Goals =
A) In the brief description of the drawings, what does FIG. 10 illustrate?
B) Resume the brief description of the drawings for a video coding invention, picking up after its final sentence.

Quoted text =
★ ★ ★ ★ ★ ★ ★

BRIEF DESCRIPTION OF THE DRAWINGS
[0023] The accompanying drawings, which are included to provide a
further understanding of the invention and are incorporated in and
constitute a part of this application, illustrate embodiment(s) of
the invention and together with the description serve to explain
the principle of the invention. In the drawings:
[0024] FIG. 1 is a block diagram of an encoder carrying out
encoding of a video signal according to an embodiment of the
present invention;
[0025] FIG. 2 is a block diagram of a decoder carrying out decoding
of a video signal according to an embodiment of the present
invention;
[0026] FIG. 3 illustrates a partition structure of a coding unit
according to an embodiment of the present invention;
[0027] FIG. 4 illustrates quadtree decomposition with embedded
blocks according to one embodiment of the present invention;
[0028] FIG. 5 is a flow diagram illustrating a method for decoding
a coding unit based on split type information according to one
embodiment of the present invention;
[0029] FIG. 6 is a flow diagram illustrating a method for decoding
an embedded block according to one embodiment of the present
invention;
[0030] FIGS. 7 and 8 are flow diagrams illustrating a method for
decoding a coding unit at the time of carrying out quadtree
decomposition with embedded blocks according to the embodiments of
the present invention;
[0031] FIG. 9 illustrates a syntax structure for decoding embedded
blocks according to one embodiment of the present invention;
[0032] FIG. 10 illustrates parameters of an embedded block
according to one embodiment of the present invention;
[0033] FIG. 11 is a flow diagram illustrating a method for
generating embedded blocks according to one embodiment of the
present invention;
[0034] FIG. 12 is a flow diagram illustrating a method for encoding
a coding unit at the time of carrying out quadtree decomposition
with embedded blocks according to one embodiment of the present
invention; and
[0035] FIG. 13 is a block diagram of a processor for decoding
embedded blocks according to one embodiment of the present
invention.

★ ★ ★ ★ ★ ★ ★

Material shown =
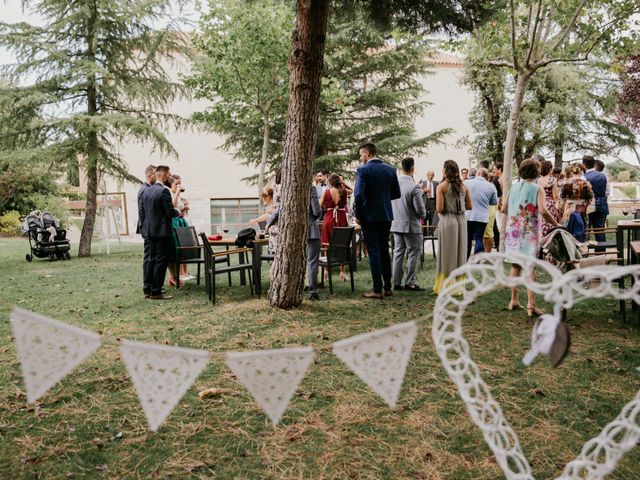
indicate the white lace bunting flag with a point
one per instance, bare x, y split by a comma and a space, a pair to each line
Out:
380, 358
271, 376
161, 375
48, 349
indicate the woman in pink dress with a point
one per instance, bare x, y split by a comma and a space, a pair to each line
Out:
334, 204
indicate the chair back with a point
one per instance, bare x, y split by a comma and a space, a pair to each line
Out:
208, 251
187, 237
340, 244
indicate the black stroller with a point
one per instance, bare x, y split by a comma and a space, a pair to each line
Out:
46, 238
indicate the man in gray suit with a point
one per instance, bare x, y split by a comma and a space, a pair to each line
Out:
313, 244
406, 228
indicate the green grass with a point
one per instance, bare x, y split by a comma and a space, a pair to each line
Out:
91, 424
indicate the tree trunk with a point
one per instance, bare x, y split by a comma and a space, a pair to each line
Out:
510, 143
558, 146
91, 159
263, 159
305, 67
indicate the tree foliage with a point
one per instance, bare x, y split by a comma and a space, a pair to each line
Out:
240, 66
94, 72
371, 88
629, 94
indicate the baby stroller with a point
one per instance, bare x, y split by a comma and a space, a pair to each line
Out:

★ ★ ★ ★ ★ ★ ★

Set of answers =
A) Parameters of an embedded block according to one embodiment of the present invention.

B)
BEST MODE
[0036] A method for decoding a video signal according to the
present invention comprises obtaining a split flag from the video
signal, wherein the split flag indicates whether a coding unit is
partitioned; when the coding unit is partitioned according to the
split flag, obtaining split type information of the coding unit,
wherein the split type information includes embedded block type
information and the embedded block type information indicates that
an embedded block partition (EBP) is a block located at an
arbitrary spatial location within the coding unit; and decoding the
coding unit based on the split type information of the coding
unit.
[0037] The method for decoding a video signal according to the
present invention further comprises obtaining number information of
the embedded block partition (EBP); obtaining parameter information
of each EBP according to the number information; and based on the
parameter information, decoding the EBP.
[0038] The method for decoding a video signal according to the
present invention further comprises generating a residual signal of
the EBP; and decoding the coding unit except for the pixels of the
EBP.
[0039] The method for decoding a video signal according to the
present invention further comprises generating a residual signal of
the EBP; and decoding the coding unit by applying a predetermined
weight to the residual signal.
[0040] The parameter information according to the present invention
includes at least one of depth information, position information,
and size information of the EBP.
[0041] The parameter information according to the present invention
is included by at least one of a sequence parameter set, a picture
parameter set, a slice header, a coding tree unit level, or a
coding unit level.
[0042] A method for encoding a video signal according to the
present invention comprises carrying out full quadtree
decomposition with respect to a coding unit; collecting motion
information of partition blocks within the coding unit; identifying
motion patterns of the partition blocks based on the collected
motion information; and generating an embedded block by merging
partition blocks having the same motion pattern, wherein the
embedded block refers to a block located at an arbitrary spatial
location within the coding unit.
[0043] The method for encoding a video signal according to the
present invention further comprises calculating a first
rate-distortion cost of an embedded block and a second
rate-distortion cost of a remaining block, wherein the remaining
block refers to the coding unit except for the embedded block;
determining the number of embedded blocks optimizing a function
based on the sum of the first rate-distortion cost and the second
rate-distortion cost; and encoding the coding unit.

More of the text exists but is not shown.